→ Work to do
Without omitting anything, return the records precisely as given.

start Data

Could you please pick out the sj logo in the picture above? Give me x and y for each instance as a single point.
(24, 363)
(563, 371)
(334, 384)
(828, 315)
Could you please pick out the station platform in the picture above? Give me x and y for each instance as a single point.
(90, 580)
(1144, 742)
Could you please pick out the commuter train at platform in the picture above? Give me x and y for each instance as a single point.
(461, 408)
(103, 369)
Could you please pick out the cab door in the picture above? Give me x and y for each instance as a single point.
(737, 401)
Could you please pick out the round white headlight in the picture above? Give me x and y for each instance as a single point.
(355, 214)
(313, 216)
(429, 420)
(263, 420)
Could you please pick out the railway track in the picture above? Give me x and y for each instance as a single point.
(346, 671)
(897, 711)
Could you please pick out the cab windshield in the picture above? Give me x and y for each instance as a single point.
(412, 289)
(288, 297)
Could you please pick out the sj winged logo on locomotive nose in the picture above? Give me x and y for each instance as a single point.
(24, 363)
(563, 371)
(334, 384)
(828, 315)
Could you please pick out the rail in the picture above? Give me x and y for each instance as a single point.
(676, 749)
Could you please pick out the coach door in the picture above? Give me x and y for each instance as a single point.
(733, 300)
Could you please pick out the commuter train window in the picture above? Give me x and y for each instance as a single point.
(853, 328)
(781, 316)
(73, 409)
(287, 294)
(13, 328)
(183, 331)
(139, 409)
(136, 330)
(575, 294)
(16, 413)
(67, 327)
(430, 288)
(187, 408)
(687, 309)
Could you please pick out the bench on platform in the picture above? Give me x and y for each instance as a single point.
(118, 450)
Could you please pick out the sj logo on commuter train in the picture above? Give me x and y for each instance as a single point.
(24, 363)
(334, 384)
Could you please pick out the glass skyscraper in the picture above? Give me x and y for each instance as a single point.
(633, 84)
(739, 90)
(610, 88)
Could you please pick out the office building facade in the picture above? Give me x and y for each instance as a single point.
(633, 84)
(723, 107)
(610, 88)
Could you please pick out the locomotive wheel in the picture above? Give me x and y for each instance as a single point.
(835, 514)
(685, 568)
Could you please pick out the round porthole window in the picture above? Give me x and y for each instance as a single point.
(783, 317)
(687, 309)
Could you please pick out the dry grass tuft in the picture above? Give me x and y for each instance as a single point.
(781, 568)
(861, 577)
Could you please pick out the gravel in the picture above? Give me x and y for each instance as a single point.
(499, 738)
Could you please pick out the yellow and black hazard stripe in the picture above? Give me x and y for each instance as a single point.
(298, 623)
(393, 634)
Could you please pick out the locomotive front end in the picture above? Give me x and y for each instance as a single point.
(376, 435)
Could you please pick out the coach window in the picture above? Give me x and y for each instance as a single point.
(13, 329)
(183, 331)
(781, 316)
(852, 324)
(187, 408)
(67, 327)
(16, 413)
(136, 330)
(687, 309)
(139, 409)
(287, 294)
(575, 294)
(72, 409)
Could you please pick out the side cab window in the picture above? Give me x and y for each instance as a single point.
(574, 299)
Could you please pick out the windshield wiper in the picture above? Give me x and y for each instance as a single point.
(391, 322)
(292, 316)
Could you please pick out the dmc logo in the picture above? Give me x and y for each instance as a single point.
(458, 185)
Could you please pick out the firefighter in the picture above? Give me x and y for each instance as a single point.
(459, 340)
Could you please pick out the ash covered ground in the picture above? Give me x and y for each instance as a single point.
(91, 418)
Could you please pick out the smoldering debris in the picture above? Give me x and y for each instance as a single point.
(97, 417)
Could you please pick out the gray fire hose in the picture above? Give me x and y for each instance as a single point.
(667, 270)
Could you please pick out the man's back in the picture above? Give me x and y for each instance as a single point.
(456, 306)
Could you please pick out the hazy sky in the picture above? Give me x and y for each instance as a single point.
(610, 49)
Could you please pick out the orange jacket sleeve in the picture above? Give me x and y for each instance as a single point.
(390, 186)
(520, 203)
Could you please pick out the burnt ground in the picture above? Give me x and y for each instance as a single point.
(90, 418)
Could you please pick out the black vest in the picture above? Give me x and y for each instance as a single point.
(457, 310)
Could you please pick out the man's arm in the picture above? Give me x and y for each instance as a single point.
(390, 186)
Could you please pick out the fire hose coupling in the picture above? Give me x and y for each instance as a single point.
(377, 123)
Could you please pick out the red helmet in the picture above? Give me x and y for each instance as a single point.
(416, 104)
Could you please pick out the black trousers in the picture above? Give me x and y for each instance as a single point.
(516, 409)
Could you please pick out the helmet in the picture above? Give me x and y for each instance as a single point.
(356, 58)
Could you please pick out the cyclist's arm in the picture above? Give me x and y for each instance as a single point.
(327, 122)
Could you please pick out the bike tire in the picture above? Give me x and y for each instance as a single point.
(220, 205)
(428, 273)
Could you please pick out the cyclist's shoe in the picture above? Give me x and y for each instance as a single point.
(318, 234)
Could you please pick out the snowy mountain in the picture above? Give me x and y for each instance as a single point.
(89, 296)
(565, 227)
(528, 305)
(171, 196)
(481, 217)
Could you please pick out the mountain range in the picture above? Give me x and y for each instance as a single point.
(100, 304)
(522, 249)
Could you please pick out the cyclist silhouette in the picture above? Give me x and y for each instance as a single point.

end Data

→ Task solution
Could you please pick out the sj logo in the picture above? Give me x and y for each instance as a single point.
(24, 363)
(563, 371)
(334, 384)
(828, 315)
Could you please pick out the station platform in the picture above? Give me x and y for each instance as a single point.
(90, 580)
(1144, 742)
Could you please pick out the commuter train at platform in the picture above? Give me x and y for each instance as a single point.
(461, 408)
(103, 369)
Could you please pick out the cab door in the picture above? Give me x and y for each instance as a single point.
(737, 401)
Could you please pick out the round white headlight in the picture above? Give me x and y for each instance as a single point.
(355, 214)
(313, 216)
(429, 420)
(263, 420)
Could you please pick out the railway track in the picture above? Give me x and y for each instance as a single point.
(346, 671)
(897, 711)
Could you please pick out the cab windshield in the picture above? Give me x and y for each instance as a single point.
(412, 289)
(288, 297)
Could you please pick out the sj winged logo on locomotive nose in the picture above? Give me x and y for each instance as a single point.
(24, 363)
(563, 371)
(334, 384)
(828, 315)
Could you please pick out the rail in the picture above? Give me x and y for each instance as a single point.
(676, 749)
Could you please pick out the coach door in the picture above? Give me x and y for each instance as a single point.
(733, 300)
Could you please pick out the commuter train window in the picture above? Give me x and y for each instance as a single point.
(853, 328)
(781, 316)
(73, 409)
(287, 294)
(13, 328)
(183, 331)
(139, 409)
(136, 330)
(575, 294)
(16, 413)
(67, 327)
(430, 288)
(187, 408)
(687, 309)
Could you please pick out the bench on platform in the picture above? Give me x and y for each instance as a single point.
(118, 450)
Could you please pick out the sj logo on commuter train in the picture above? Give me x and y for each instance as a single point.
(24, 363)
(334, 384)
Could you please pick out the glass skyscraper in the picture above? Give me x and y for each instance as a single point.
(633, 84)
(739, 90)
(610, 88)
Could you please pick out the office building facade in the picture above? Give me x and y for each instance as a single point.
(633, 84)
(723, 107)
(610, 88)
Could you please pick out the locomotive wheel in the picture above? Give me x and y for each instance as a single point.
(835, 514)
(685, 568)
Could you please pick out the round porthole window in the picture above? Give me x and y for each instance as a single point.
(783, 317)
(687, 309)
Could you please pick out the dry grass tuft in the picture above? Give me x and y for each instance as a single point.
(781, 568)
(861, 577)
Could you please pick out the gravel in the picture above? Give me x and y for each instance as a single point.
(499, 738)
Could you please pick out the yellow and black hazard stripe in the picture above? Give me x and y for each instance as a single point.
(298, 623)
(393, 634)
Could you please pick out the locomotive front end in the picture above? Give me x and y for each instance as a single point.
(376, 435)
Could you please pick out the coach window in the picture above? Give me x and y for each instance as a single point.
(13, 329)
(183, 331)
(781, 316)
(852, 324)
(187, 408)
(67, 327)
(16, 413)
(136, 330)
(687, 309)
(139, 409)
(287, 294)
(575, 294)
(72, 409)
Could you please pick out the side cab window in the picture above? Give me x and y for each instance as a single point.
(574, 299)
Could you please pick out the windshield wiper in the picture above? Give me x and y for each instance as a single point.
(391, 322)
(292, 316)
Could you please pick out the dmc logo in the picture above? Give me x and y for each instance as a single point.
(458, 185)
Could you please pick out the firefighter in the picture above? Give me x and y for each instance as a single point.
(459, 340)
Could you please pick out the ash covered ground in the picture above? Give me x and y for each instance as a single point.
(91, 418)
Could you please pick out the smoldering debris in the picture above? Give me x and y for each instance as a single point.
(97, 417)
Could you please pick out the gray fire hose in the picture above? Give me x and y for each instance as a single point.
(667, 270)
Could you please pick out the man's back in the picture above? Give me x and y for each instance as a single point.
(456, 306)
Could you please pick out the hazy sky in the picture above? Give me x and y for each instance as a single point.
(610, 49)
Could you please pick out the orange jacket sleeve in the picture above? Give me x and y for each instance as a single point.
(390, 186)
(520, 203)
Could you please pick out the burnt ground in the picture above? Give me x and y for each instance as a single point.
(90, 418)
Could you please pick out the black vest in the picture above? Give me x and y for each instance as a single point.
(457, 310)
Could you please pick out the man's arm in the picture above? Give me x and y for each instance as a single point.
(390, 186)
Could you please pick out the fire hose coupling in the picture above? Give me x and y for each instance as a single point.
(377, 123)
Could you please pick out the red helmet in the picture above? Give me x and y for each instance as a single point.
(416, 104)
Could you please pick out the black trousers in the picture above? Give me x and y for each instance as a single point.
(516, 409)
Could you please pick out the helmet in the picture above? Give me x and y for each instance as a single point.
(356, 58)
Could you please pick out the cyclist's arm in the picture above? Give me x and y for each instance as a single point.
(327, 122)
Could you please pick out the bike tire in the picture above? Give me x and y for each instance as a single point.
(220, 205)
(428, 273)
Could you please pick out the cyclist's shoe in the picture above? Give me x and y for each instance as a single point.
(318, 234)
Could you please pick out the snowy mountain in the picture above? Give me x and y for each instance as a single point.
(89, 296)
(565, 227)
(528, 305)
(171, 196)
(481, 217)
Could you please pick out the mountain range in the picture above? Give me x and y for each instance as a single point.
(100, 304)
(522, 249)
Could you please pick out the cyclist silhouette in the picture above? Give me x and y for each instance as a single point.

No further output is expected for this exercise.